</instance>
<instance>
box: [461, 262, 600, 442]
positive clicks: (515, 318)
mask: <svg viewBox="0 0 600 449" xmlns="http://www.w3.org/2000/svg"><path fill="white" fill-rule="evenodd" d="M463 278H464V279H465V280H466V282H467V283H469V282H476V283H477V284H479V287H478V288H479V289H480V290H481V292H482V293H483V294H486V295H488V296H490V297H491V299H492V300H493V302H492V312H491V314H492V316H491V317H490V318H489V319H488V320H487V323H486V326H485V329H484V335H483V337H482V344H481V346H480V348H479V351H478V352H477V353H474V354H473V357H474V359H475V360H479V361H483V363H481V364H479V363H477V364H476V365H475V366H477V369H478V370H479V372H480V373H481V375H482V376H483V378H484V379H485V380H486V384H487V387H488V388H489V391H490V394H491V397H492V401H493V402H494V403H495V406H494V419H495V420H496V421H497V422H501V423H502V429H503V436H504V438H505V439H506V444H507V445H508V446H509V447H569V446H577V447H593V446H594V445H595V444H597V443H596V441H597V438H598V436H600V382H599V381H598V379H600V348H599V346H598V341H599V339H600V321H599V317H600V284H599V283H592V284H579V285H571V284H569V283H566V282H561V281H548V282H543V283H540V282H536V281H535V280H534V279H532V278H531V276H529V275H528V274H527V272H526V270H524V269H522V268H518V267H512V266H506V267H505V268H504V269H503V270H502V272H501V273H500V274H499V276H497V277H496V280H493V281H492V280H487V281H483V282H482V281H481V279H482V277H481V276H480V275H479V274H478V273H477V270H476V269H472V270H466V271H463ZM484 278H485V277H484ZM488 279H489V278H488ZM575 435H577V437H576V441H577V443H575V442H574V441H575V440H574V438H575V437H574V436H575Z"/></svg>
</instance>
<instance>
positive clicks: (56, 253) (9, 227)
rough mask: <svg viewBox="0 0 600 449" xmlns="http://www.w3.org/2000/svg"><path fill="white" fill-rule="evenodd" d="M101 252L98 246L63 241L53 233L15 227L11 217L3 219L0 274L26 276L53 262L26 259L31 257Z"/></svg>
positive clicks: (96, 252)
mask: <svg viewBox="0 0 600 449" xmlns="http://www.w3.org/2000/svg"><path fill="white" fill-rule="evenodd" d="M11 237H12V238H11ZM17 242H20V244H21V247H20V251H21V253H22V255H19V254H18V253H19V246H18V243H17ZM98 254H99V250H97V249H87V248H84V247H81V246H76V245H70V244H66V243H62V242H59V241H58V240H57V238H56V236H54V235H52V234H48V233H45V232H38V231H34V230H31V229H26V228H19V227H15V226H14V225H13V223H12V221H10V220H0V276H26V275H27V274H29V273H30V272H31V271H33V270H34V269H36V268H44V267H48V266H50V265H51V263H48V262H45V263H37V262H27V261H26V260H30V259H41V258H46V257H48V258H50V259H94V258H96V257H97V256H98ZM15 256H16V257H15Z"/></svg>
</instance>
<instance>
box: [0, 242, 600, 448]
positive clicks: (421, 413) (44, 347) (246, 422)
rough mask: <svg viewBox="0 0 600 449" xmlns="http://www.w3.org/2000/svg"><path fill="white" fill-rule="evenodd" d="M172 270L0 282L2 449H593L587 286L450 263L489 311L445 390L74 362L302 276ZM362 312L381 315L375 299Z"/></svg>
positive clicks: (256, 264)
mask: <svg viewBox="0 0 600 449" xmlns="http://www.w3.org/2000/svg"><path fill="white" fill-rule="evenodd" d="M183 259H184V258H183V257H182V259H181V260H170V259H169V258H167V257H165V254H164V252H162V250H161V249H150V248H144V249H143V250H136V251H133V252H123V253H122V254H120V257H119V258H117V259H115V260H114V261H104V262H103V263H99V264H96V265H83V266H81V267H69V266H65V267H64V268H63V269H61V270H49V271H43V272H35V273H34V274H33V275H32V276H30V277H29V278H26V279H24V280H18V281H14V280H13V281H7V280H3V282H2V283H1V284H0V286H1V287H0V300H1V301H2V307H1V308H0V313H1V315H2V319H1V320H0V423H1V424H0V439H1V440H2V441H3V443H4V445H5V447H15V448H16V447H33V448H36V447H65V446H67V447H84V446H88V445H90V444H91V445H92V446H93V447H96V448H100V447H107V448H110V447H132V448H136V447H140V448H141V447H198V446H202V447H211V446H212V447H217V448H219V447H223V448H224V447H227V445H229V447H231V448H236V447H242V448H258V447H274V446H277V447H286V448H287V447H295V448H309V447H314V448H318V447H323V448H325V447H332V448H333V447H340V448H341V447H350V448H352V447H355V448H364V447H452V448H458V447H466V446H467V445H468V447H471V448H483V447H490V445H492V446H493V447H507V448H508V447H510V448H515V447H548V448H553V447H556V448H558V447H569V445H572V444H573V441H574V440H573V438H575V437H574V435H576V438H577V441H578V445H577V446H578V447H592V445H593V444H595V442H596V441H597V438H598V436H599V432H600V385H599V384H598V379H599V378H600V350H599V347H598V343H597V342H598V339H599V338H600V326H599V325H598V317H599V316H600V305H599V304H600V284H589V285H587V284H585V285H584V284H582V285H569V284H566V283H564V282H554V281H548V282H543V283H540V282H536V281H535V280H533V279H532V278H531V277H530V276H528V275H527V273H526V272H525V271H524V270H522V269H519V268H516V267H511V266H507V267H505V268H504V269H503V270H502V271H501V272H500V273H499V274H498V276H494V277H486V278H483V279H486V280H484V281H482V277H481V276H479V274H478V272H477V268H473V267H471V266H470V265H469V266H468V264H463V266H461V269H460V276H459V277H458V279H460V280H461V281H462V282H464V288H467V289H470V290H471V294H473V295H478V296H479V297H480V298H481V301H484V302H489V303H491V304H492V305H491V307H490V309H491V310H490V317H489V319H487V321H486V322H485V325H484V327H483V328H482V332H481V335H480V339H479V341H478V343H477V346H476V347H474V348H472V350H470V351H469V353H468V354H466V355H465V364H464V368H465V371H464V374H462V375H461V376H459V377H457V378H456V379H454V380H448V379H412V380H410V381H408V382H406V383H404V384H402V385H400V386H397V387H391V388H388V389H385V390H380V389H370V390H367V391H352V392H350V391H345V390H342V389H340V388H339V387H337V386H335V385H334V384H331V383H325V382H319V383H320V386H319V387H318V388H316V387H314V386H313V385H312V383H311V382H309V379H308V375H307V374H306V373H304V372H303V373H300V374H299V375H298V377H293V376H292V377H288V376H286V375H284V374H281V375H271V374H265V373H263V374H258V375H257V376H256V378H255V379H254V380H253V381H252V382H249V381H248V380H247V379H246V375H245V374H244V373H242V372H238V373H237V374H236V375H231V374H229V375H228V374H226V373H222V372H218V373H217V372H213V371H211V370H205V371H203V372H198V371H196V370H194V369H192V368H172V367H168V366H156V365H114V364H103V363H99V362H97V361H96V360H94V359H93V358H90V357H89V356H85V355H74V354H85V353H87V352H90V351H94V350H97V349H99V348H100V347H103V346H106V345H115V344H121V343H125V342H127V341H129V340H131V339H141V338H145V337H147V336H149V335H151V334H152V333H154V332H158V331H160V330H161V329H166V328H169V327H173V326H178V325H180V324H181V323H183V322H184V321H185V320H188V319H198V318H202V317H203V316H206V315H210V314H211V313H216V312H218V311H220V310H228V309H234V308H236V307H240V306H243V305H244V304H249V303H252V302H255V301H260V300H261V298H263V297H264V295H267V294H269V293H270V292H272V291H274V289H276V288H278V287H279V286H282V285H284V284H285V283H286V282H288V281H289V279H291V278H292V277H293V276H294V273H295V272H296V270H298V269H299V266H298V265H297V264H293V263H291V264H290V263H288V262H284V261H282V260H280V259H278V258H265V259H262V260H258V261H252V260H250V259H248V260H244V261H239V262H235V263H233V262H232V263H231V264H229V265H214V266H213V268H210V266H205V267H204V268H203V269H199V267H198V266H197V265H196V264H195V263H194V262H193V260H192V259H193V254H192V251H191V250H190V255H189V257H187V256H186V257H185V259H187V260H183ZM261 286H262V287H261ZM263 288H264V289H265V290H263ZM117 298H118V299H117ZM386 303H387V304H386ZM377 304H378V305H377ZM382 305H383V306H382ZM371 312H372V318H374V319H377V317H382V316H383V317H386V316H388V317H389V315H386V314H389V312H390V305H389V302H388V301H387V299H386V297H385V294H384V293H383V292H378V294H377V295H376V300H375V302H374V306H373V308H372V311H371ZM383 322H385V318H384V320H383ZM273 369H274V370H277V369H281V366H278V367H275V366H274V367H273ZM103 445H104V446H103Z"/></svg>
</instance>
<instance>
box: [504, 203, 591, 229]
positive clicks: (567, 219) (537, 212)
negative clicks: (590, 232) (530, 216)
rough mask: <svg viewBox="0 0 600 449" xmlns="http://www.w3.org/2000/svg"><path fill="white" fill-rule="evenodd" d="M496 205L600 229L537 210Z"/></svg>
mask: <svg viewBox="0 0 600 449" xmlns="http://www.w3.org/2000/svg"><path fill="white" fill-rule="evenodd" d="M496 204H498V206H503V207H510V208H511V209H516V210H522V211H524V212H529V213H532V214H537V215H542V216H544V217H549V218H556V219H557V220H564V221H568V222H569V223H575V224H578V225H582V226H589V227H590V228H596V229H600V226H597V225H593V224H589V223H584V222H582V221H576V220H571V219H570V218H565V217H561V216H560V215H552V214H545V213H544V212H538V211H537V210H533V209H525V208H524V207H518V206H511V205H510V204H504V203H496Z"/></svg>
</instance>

══════════════════════════════

_Try it_. An exact copy of the lines above, from the one containing "box: [504, 203, 591, 229]" down to the one containing "negative clicks: (590, 232) (530, 216)" and including both, is the whole answer; retype it and nothing else.

_Output of the exercise_.
box: [504, 203, 591, 229]
positive clicks: (567, 219) (537, 212)
negative clicks: (590, 232) (530, 216)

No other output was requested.